Exercise prompt: Extract each line in the rows below that contains the word "like".

Exercise materials:
--- BEGIN ---

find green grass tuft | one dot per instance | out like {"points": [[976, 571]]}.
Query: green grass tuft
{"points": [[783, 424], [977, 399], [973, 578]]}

--- END ---
--- BEGIN ---

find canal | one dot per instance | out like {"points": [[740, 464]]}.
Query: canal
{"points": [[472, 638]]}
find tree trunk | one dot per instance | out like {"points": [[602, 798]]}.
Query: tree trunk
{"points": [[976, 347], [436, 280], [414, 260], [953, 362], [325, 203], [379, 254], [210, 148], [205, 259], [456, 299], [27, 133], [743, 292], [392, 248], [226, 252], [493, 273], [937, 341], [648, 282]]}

--- END ---
--- BEGIN ---

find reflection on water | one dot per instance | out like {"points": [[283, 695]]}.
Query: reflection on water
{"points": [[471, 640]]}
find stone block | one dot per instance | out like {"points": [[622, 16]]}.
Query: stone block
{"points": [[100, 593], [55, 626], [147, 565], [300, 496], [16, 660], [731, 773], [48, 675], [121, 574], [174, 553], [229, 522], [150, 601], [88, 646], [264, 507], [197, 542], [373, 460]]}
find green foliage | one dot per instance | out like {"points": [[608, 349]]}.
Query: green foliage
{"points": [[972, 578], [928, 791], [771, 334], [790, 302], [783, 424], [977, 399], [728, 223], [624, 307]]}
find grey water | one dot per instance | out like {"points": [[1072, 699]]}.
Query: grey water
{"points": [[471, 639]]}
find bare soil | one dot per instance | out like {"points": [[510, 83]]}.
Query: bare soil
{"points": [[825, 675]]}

--- END ---

Answer in full:
find green grass tuft | one dot per instance | out like {"points": [[976, 571]]}.
find canal | one dot per instance | out like {"points": [[740, 464]]}.
find tree trunk | one dot per instance | out like {"points": [[602, 798]]}.
find reflection on water | one dot per instance | out like {"points": [[283, 695]]}.
find stone block | one dot per instance | out like {"points": [[622, 16]]}.
find green foliage | one dot per instance | out like {"points": [[608, 349]]}.
find grey water | one dot per instance | out like {"points": [[1072, 699]]}.
find bare soil | one dot per instance | out like {"points": [[510, 83]]}.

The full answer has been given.